Extract every line of the entries below that contains the string "shirt", copying each such line in full. Matching is case-sensitive.

* * *

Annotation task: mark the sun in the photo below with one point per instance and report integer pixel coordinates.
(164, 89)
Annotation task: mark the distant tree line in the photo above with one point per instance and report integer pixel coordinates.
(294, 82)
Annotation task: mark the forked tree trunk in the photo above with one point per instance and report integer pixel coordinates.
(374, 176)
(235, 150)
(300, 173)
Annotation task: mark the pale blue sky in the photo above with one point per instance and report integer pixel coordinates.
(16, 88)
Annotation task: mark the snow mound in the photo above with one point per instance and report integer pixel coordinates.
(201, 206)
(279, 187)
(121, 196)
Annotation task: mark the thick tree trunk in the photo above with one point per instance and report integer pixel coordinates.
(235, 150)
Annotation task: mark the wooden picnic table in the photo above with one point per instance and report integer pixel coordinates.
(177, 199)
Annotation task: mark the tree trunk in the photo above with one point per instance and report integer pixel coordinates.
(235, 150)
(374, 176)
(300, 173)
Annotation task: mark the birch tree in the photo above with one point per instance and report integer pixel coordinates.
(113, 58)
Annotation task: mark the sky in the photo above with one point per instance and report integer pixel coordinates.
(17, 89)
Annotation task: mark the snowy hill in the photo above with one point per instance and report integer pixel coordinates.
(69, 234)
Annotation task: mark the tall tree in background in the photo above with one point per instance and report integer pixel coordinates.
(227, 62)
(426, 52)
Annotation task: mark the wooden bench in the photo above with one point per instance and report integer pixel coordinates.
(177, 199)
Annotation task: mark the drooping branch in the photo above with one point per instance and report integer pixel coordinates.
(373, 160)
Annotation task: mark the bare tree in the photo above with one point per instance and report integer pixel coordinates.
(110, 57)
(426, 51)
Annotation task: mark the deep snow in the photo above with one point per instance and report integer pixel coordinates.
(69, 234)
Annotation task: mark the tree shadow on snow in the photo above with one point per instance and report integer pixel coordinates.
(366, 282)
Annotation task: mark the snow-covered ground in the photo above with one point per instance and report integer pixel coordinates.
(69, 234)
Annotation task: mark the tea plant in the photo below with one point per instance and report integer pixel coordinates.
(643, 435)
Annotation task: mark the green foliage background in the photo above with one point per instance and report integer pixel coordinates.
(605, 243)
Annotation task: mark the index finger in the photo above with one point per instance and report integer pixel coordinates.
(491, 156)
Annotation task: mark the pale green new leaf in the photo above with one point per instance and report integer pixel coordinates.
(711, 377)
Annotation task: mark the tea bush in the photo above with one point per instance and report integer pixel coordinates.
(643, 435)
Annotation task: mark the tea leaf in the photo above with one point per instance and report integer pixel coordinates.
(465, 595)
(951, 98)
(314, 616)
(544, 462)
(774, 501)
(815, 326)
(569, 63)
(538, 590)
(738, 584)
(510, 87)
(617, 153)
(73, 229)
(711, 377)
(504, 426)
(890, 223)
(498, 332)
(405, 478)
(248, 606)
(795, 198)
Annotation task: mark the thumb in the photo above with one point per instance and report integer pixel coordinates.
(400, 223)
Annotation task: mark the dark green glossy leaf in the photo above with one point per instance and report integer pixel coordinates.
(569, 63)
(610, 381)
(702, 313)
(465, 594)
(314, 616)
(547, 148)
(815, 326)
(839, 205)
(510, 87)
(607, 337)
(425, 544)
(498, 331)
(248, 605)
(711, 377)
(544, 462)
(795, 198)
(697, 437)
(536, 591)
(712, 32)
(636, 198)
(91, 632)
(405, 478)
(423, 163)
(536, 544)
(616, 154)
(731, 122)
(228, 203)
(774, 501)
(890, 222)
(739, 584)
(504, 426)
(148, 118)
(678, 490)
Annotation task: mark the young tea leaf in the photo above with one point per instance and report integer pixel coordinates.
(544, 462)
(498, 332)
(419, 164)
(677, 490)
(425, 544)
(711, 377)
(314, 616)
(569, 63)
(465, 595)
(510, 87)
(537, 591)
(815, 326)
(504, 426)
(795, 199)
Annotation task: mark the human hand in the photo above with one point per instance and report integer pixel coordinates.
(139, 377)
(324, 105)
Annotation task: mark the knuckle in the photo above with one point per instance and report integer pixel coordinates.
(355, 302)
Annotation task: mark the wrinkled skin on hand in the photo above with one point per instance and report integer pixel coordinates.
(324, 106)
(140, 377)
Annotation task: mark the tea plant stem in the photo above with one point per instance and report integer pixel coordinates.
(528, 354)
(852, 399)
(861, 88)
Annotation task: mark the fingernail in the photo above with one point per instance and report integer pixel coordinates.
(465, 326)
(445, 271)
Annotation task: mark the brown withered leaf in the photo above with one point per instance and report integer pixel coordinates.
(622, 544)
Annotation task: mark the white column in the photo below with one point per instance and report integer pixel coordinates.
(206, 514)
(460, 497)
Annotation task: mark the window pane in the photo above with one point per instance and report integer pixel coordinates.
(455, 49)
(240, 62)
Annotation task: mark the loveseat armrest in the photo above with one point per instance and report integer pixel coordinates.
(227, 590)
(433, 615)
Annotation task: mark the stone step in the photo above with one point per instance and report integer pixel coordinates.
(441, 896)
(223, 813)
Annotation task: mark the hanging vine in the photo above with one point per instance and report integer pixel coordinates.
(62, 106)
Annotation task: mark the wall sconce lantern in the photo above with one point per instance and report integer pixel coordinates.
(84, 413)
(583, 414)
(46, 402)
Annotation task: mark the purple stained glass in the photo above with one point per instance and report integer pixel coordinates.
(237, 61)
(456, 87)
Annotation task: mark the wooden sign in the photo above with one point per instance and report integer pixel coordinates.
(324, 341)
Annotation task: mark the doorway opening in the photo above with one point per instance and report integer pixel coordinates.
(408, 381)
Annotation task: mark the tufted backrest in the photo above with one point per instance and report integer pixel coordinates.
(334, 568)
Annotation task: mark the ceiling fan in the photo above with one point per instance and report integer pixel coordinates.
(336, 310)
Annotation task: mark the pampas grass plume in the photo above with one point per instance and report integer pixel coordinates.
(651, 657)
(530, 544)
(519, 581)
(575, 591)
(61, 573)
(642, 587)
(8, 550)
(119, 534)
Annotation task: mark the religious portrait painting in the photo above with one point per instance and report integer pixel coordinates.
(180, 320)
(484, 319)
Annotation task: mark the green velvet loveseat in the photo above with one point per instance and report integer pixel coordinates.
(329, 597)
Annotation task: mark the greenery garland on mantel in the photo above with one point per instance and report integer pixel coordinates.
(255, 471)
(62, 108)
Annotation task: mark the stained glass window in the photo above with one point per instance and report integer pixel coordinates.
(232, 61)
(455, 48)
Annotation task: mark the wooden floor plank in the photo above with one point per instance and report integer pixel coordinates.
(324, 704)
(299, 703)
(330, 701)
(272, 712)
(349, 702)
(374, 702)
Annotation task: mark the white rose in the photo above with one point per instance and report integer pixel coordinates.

* * *

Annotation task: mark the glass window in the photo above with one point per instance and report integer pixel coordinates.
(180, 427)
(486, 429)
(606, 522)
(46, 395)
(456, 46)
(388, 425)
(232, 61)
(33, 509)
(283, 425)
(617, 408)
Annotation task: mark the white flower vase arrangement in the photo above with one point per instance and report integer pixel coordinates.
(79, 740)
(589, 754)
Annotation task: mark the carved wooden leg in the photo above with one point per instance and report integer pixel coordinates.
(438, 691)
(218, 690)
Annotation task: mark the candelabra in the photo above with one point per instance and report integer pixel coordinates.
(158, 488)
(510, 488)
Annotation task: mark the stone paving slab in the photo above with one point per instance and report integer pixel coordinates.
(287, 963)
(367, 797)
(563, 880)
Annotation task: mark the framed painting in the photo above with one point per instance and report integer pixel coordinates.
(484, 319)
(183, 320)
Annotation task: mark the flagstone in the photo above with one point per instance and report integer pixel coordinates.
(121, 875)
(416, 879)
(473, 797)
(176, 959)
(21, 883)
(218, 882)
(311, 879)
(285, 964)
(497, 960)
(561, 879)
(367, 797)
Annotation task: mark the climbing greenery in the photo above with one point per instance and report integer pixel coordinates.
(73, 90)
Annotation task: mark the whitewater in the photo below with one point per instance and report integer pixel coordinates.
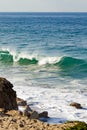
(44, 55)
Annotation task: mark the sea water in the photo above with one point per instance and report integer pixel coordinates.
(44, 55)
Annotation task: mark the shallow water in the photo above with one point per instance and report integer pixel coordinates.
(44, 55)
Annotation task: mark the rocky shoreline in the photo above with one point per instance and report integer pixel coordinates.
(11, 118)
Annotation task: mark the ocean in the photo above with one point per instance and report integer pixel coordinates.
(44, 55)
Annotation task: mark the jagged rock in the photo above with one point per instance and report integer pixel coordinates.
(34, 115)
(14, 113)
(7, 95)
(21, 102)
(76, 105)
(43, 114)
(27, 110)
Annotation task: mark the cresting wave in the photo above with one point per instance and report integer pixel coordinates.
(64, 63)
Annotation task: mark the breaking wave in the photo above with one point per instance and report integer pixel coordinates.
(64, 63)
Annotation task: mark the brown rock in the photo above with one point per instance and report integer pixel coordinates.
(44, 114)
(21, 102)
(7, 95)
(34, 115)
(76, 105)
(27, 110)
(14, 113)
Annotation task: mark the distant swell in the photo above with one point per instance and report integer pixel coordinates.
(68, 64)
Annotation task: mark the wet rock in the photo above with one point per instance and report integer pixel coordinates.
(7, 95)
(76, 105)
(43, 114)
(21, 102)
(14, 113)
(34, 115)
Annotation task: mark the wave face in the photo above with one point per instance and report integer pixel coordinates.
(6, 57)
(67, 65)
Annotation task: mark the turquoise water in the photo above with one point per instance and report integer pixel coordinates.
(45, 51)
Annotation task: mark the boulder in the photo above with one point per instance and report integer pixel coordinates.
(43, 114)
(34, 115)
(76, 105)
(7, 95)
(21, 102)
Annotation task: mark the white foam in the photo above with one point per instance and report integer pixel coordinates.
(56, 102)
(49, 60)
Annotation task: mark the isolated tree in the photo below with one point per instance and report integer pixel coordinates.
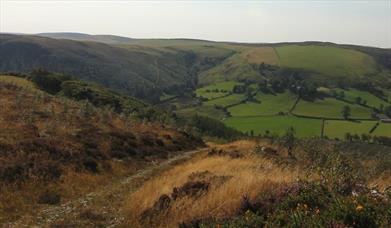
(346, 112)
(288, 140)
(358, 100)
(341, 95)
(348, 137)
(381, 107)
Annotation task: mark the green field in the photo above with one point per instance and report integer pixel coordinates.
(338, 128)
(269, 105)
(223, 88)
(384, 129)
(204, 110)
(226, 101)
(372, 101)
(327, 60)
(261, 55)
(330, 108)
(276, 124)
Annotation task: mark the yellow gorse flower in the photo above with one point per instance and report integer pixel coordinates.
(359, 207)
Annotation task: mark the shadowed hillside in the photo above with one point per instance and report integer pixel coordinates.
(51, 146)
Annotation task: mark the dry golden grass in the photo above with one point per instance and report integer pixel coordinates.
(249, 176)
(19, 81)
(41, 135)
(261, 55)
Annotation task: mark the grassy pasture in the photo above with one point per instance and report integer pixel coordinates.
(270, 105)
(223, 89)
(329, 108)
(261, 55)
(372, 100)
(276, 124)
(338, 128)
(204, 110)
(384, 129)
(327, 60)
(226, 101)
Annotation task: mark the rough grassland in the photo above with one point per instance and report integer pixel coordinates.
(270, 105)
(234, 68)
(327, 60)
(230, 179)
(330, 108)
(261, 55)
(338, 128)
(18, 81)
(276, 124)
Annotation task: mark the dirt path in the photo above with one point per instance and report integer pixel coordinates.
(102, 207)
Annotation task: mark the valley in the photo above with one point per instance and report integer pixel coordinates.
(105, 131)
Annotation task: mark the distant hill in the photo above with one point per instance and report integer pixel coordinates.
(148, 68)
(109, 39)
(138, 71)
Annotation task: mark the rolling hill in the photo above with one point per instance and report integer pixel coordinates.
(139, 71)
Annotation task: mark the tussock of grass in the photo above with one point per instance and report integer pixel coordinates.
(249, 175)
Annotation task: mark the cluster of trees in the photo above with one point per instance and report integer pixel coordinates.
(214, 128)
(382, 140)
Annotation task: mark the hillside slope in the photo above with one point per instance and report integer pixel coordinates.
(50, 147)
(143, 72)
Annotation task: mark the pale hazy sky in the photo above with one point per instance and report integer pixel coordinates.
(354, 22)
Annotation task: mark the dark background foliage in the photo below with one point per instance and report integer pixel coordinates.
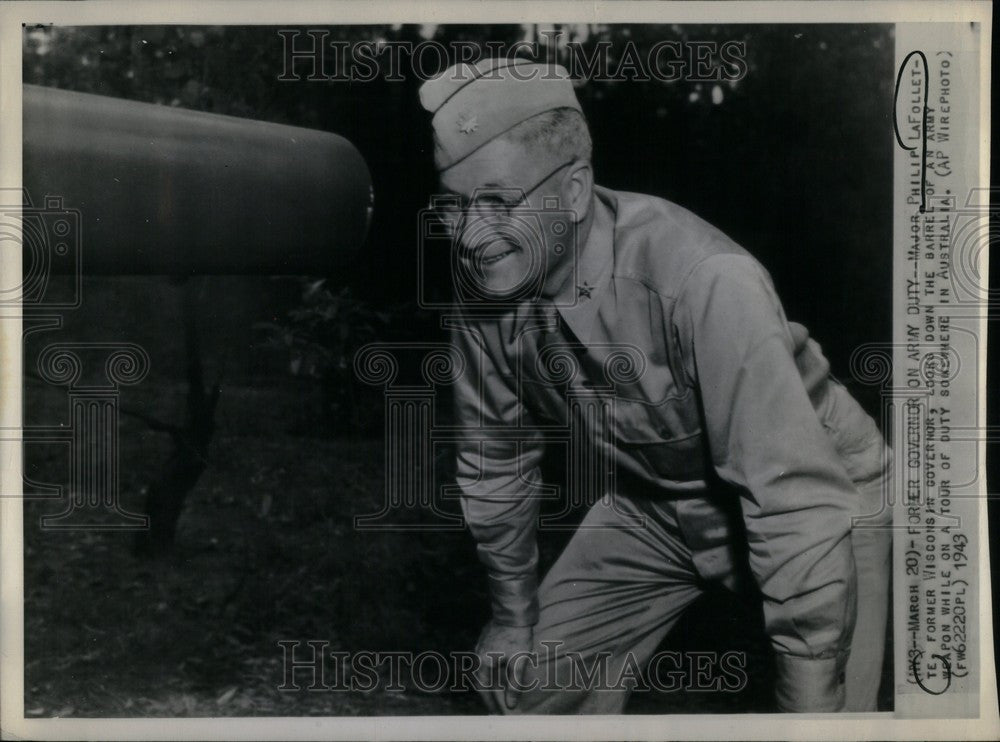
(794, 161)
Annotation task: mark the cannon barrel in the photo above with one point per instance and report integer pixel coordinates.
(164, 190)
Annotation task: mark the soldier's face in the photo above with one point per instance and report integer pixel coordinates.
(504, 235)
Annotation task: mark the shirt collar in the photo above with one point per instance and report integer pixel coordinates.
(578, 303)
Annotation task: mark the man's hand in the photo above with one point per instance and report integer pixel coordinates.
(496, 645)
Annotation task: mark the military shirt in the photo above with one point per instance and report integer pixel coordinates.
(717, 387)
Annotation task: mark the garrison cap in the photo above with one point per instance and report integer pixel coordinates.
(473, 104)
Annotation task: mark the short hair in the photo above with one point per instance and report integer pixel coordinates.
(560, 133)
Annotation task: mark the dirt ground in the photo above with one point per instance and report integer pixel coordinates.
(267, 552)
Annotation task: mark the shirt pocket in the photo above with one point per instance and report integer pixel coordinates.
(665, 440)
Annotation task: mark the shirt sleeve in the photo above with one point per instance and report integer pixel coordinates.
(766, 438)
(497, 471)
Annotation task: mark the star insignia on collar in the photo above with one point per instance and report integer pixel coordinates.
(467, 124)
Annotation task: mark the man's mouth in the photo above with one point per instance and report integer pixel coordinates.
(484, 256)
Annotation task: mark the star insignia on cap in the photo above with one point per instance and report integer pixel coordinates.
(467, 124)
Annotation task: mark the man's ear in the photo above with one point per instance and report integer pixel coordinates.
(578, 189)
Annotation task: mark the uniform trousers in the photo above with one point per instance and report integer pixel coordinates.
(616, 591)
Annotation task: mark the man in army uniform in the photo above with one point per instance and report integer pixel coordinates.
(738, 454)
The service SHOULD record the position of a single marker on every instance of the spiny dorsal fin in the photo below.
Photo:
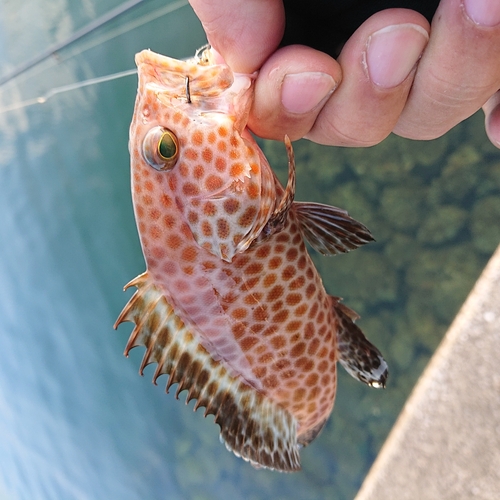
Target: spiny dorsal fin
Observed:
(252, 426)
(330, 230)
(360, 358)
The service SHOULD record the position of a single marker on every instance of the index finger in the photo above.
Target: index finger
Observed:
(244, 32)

* * *

**EXERCISE ANSWER:**
Annotation task: mark the shirt collar in the photo above with one point per instance and report integer pixel coordinates.
Annotation task: mark the military shirt in the photo above with one point per instance and report integer pixel coordinates.
Annotation task: mark the shirt pocket in the photo above with one point per instance and report integer pixel coordinates.
Annotation task: mark the shirt sleeve in the photo above with one point per instance and report integer pixel coordinates.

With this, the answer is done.